Try it: A line below contains "Query: crop field", and a later one contains "[206, 65], one". Repeat both, with every line between them, exactly.

Stored data entries
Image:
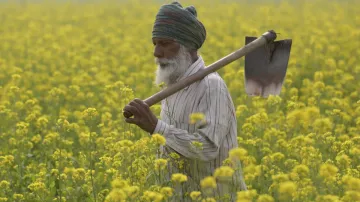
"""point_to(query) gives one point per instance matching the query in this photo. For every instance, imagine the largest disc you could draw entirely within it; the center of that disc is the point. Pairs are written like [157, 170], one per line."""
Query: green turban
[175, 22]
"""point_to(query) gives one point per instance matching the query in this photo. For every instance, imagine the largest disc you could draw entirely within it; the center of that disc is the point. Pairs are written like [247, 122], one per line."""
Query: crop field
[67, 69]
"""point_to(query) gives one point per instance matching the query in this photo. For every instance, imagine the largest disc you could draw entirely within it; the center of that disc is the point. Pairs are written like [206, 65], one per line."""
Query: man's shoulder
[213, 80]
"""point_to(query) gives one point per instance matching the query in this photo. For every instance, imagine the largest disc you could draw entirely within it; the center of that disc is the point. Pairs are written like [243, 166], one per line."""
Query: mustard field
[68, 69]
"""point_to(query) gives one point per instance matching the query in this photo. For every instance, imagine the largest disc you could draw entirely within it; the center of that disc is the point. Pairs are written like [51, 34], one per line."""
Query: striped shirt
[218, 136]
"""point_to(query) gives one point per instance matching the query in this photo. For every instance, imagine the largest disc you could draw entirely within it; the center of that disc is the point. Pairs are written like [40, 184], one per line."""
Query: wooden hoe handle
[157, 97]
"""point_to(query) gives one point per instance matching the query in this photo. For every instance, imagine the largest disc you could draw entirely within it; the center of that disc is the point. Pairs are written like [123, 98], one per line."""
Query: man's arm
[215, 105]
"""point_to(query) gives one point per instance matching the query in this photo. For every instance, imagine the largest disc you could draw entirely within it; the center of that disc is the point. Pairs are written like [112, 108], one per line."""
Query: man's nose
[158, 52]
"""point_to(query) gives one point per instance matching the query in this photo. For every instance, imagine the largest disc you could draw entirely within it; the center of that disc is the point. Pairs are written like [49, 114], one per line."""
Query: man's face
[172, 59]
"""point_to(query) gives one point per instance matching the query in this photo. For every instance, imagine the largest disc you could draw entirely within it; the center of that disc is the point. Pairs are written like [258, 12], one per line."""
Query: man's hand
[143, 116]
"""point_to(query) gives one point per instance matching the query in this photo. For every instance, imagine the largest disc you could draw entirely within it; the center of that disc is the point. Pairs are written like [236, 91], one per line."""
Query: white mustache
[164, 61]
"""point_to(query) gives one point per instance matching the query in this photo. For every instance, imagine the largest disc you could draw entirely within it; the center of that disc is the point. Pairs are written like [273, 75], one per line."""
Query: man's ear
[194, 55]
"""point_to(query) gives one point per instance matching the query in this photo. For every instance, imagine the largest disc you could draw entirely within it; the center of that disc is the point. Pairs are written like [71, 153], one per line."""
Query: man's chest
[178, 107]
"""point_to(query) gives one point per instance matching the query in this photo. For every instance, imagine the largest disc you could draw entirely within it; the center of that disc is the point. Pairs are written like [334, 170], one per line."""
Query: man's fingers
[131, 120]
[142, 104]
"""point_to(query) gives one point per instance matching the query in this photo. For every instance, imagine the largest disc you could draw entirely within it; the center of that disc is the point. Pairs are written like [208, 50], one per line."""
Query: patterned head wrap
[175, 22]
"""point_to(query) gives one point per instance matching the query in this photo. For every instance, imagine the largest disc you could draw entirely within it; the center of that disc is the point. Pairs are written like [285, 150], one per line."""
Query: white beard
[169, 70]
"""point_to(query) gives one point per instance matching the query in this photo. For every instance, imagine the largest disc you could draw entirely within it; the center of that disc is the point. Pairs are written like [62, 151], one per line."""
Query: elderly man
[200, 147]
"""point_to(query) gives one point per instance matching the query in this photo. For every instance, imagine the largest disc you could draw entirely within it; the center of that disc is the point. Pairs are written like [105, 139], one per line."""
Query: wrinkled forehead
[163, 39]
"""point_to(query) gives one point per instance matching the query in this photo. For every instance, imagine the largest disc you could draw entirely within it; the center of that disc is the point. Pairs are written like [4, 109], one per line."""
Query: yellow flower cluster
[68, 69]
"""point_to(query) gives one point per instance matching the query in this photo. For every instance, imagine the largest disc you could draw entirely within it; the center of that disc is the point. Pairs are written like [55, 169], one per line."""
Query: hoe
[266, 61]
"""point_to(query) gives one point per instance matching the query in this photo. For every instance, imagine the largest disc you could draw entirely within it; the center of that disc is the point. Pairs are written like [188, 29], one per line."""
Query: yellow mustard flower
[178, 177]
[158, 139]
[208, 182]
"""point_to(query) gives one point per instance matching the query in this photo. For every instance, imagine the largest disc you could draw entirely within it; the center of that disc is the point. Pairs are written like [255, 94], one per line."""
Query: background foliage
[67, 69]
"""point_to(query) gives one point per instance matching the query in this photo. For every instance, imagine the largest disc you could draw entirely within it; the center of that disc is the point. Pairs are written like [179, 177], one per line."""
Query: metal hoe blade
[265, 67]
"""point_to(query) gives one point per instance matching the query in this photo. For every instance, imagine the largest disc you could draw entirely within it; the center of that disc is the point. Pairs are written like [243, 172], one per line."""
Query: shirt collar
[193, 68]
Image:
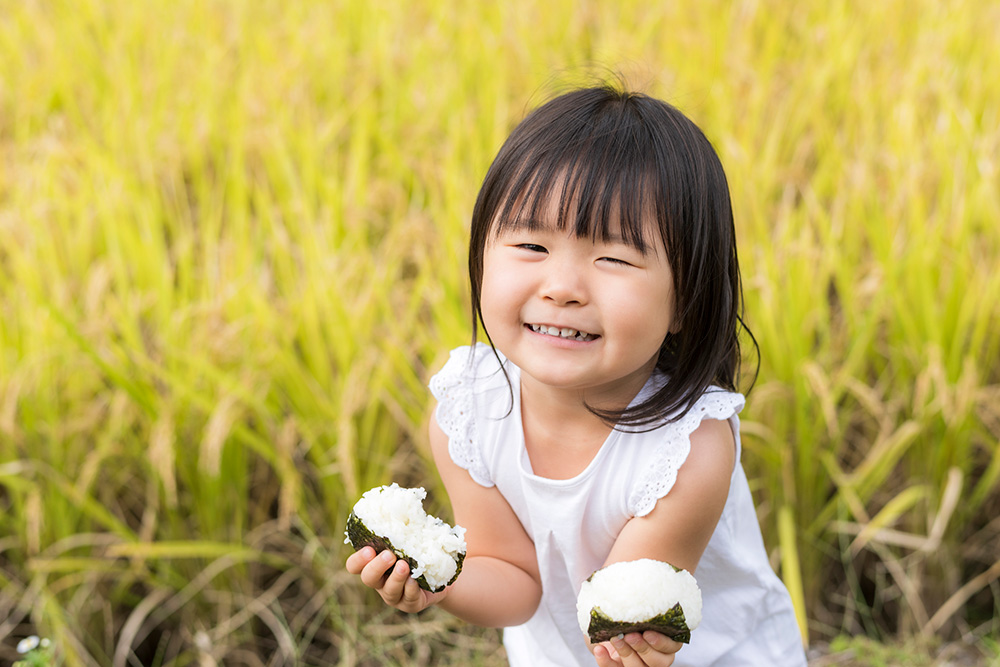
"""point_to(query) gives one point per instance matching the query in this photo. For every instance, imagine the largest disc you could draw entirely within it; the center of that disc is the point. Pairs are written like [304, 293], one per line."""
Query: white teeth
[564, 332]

Answer for this exercise:
Query: crop field
[67, 69]
"""point_to(query) gives one point per instance matching the query in this photo. For every instance, imagine the largest disc you could draw entirely within it; the center of that disc is the point. Pairs are written like [206, 65], one per line."""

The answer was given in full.